# Do this:
Revise the listing below so that every instance of "separate parts" reads "disjoint parts", and keep all other text identical.

# Entries shown:

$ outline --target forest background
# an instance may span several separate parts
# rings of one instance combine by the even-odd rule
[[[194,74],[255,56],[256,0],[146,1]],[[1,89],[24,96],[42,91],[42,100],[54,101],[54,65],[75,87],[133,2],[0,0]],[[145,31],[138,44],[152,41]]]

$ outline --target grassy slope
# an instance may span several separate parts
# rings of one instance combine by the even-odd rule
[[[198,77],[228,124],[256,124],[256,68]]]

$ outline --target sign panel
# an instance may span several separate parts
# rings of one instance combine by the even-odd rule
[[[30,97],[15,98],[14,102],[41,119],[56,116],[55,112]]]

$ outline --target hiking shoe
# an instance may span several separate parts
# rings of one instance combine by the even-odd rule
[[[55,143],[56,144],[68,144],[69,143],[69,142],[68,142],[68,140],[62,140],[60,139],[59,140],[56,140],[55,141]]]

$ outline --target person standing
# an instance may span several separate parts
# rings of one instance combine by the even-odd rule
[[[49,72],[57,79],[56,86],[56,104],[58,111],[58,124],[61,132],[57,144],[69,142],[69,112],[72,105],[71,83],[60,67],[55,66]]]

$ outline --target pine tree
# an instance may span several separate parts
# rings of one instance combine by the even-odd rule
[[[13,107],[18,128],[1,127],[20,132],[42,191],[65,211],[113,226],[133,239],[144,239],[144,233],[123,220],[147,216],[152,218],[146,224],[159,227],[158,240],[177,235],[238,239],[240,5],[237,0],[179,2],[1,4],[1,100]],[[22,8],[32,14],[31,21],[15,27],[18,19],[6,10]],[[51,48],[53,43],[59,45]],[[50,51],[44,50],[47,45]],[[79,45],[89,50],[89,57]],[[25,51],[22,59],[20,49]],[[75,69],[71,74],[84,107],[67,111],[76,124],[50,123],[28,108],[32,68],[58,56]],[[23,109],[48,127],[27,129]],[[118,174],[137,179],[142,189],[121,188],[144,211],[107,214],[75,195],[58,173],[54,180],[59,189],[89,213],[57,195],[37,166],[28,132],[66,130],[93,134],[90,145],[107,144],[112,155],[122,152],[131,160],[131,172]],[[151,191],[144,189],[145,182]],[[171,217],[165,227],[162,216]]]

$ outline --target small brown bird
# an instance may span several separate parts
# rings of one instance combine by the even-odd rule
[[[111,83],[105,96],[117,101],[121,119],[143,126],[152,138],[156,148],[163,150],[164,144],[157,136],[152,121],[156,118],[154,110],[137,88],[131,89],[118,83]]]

# Task result:
$ outline --target forest background
# an instance may span several disjoint parts
# rings of one instance combine by the even-odd rule
[[[194,74],[255,56],[256,0],[146,1]],[[1,89],[24,96],[42,91],[42,100],[54,101],[54,65],[75,87],[133,2],[0,0]],[[145,31],[138,44],[152,41]]]

$ outline --target grassy slope
# an instance may span several disjoint parts
# rings of one instance combine by the even-odd rule
[[[198,77],[228,124],[256,124],[256,68]]]

$ outline --target sign panel
# an instance may span several disjoint parts
# rings of one instance combine by the even-odd rule
[[[30,97],[15,98],[14,102],[41,119],[56,116],[55,112]]]

$ outline --target hiking shoe
# an instance may span several disjoint parts
# rings of one instance combine by the even-odd rule
[[[55,143],[56,144],[68,144],[69,143],[69,142],[68,142],[68,140],[62,140],[60,139],[59,140],[56,140],[55,141]]]

$ outline --target person standing
# an instance may span several disjoint parts
# rings of one instance combine by the even-odd rule
[[[49,72],[57,79],[56,86],[56,104],[58,111],[58,124],[61,132],[57,144],[69,142],[69,112],[72,105],[71,83],[60,67],[55,66]]]

$ outline --target pine tree
# an instance may span several disjoint parts
# rings of one instance combine by the even-odd rule
[[[13,107],[18,128],[1,127],[20,132],[42,191],[65,211],[113,226],[133,239],[144,239],[144,233],[123,220],[147,216],[152,218],[146,224],[159,227],[158,240],[177,235],[238,239],[240,5],[237,0],[179,2],[1,4],[1,100]],[[22,8],[32,14],[31,21],[15,27],[18,19],[6,10]],[[51,48],[53,43],[59,45]],[[50,51],[44,50],[47,45]],[[79,45],[89,50],[89,57]],[[25,51],[22,59],[20,49]],[[75,69],[71,74],[84,107],[67,111],[76,124],[50,123],[28,108],[32,68],[58,56]],[[23,109],[48,127],[27,129]],[[118,174],[137,179],[142,189],[121,188],[144,211],[107,214],[75,195],[58,173],[54,180],[59,189],[89,213],[57,195],[37,166],[28,132],[66,130],[93,134],[90,145],[107,144],[112,155],[122,152],[131,160],[131,172]],[[151,191],[144,189],[145,182]],[[171,217],[165,227],[162,216]]]

$ outline --target small brown bird
# an instance may span several disjoint parts
# rings of one instance combine by the even-odd rule
[[[111,83],[105,96],[117,101],[121,119],[143,126],[152,138],[156,148],[163,150],[164,144],[157,136],[152,121],[156,118],[154,110],[137,88],[131,89],[118,83]]]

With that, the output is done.